# Fort Walton Destin area...another Tennessean



## TNKILLERS (May 11, 2011)

Hey guys making my 2nd trip to Okaloosa Island and just wanting to get some info. Last year I didnt do so well other than catching a 30lb red at the bridge. What is running along the gulf other than ladyfish. I would really like to fill the freezer up. Im headed down this Sat. Last year I fished with live sand fleas and fresh shrimp and didnt do worth a darn. Really the only thing I could catch fish on was the Gulp Shrimp on a red jig head. Any help would be greatly appreciated!!

Thanks:thumbup:


----------



## keperry1182 (Oct 6, 2010)

im in pensacola, and I'm also from tennessee. Im stationed here and def willing to help ya out, Im no pro but i got a few things figured out. let me know.
Ken


----------



## TNKILLERS (May 11, 2011)

Thanks Ken I'll take any info you can give me.


----------



## GoVols (Jun 18, 2008)

Good luck TNKILLERS...I'm heading down Saturday as well. I am going to chuck out some lady fish and see what the sharks do. I'm also going to go after some pompano and reds with sand fleas.


----------



## TNKILLERS (May 11, 2011)

I never tried for sharks in that area. One year at Cap San Blas we had some huge sharks on cut ladyfish at night. You should definitly try around the bridge thats were I ended up catching that big red.


----------



## TNKILLERS (May 11, 2011)

What part of TN you men from?


----------



## GoVols (Jun 18, 2008)

Williamson County


----------



## TNKILLERS (May 11, 2011)

South Knox Seymour area.


----------



## GoVols (Jun 18, 2008)

I used to play golf at Creekside Plantation a ton when I was at UT...cheap and has great greens!


----------



## keperry1182 (Oct 6, 2010)

▸ What to do: Please transcribe the fishing thread word for word, between "Thanks Ken I'll" and "with sand fleas.", inclusive.

Source data:

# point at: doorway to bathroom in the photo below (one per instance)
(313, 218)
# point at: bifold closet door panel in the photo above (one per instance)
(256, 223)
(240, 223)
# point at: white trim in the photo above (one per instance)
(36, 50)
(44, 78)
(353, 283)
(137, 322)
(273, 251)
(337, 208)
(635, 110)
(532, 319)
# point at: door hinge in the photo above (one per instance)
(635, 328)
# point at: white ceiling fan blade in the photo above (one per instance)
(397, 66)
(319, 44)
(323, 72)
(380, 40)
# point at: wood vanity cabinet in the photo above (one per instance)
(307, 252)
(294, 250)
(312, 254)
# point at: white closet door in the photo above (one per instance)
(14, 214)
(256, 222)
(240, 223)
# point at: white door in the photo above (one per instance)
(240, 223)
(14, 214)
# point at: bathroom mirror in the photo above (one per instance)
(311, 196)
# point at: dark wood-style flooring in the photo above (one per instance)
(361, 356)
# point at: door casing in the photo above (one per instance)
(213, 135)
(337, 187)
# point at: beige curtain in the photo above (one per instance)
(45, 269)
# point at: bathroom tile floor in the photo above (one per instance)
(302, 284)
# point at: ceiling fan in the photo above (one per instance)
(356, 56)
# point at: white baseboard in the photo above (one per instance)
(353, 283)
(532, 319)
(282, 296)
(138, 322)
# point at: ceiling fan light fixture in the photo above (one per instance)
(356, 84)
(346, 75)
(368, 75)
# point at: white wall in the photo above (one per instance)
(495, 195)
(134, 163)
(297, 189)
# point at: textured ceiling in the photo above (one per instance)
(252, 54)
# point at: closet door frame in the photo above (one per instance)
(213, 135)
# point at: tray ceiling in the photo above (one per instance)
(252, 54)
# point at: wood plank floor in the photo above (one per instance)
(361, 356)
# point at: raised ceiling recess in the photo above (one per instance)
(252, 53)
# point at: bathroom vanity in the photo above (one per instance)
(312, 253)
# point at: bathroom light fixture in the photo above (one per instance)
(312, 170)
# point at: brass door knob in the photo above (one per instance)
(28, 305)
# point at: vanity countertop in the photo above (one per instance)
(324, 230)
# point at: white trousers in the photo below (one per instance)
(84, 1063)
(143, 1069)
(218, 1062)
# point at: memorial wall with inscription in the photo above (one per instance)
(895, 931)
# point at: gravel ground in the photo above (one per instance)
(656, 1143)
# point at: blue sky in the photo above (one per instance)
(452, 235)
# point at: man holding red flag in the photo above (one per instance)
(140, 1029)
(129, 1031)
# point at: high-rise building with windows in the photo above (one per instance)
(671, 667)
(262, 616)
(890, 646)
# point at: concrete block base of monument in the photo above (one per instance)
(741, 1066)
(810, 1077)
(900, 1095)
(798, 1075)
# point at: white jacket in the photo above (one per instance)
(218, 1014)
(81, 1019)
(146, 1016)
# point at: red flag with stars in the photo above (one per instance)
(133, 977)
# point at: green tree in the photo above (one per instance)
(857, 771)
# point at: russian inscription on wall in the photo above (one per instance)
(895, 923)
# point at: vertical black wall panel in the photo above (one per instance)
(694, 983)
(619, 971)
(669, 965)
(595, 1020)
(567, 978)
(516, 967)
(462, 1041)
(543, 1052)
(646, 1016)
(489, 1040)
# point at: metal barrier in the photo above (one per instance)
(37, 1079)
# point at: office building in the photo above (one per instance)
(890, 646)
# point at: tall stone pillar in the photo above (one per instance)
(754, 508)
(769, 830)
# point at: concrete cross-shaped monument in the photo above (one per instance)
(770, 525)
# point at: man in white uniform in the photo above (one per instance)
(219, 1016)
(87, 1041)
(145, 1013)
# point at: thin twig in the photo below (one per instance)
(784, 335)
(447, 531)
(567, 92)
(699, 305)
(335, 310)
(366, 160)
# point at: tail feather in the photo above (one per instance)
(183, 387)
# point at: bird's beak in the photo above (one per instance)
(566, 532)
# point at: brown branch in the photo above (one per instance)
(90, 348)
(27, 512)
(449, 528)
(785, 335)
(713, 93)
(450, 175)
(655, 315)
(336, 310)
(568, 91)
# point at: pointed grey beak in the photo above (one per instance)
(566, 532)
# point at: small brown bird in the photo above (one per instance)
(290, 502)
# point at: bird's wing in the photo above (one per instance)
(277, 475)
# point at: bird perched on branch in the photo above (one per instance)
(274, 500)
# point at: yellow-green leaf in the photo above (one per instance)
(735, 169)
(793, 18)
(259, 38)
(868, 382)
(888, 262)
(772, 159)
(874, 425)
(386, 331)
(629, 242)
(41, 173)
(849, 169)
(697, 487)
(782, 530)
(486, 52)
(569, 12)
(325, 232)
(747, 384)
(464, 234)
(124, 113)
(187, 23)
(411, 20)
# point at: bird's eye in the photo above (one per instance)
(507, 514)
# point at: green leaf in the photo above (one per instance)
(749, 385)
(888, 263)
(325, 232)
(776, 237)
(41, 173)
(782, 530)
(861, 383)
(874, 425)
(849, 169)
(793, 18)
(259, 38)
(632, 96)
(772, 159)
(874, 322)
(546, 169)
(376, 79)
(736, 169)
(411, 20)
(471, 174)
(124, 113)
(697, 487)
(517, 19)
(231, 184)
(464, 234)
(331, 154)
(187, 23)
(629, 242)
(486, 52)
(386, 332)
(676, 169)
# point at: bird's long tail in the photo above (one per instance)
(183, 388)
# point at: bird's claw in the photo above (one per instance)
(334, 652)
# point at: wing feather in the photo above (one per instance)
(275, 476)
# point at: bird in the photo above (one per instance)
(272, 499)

▸ Solved exercise:
Thanks Ken I'll take any info you can give me.


----------



## GoVols (Jun 18, 2008)

Good luck TNKILLERS...I'm heading down Saturday as well. I am going to chuck out some lady fish and see what the sharks do. I'm also going to go after some pompano and reds with sand fleas.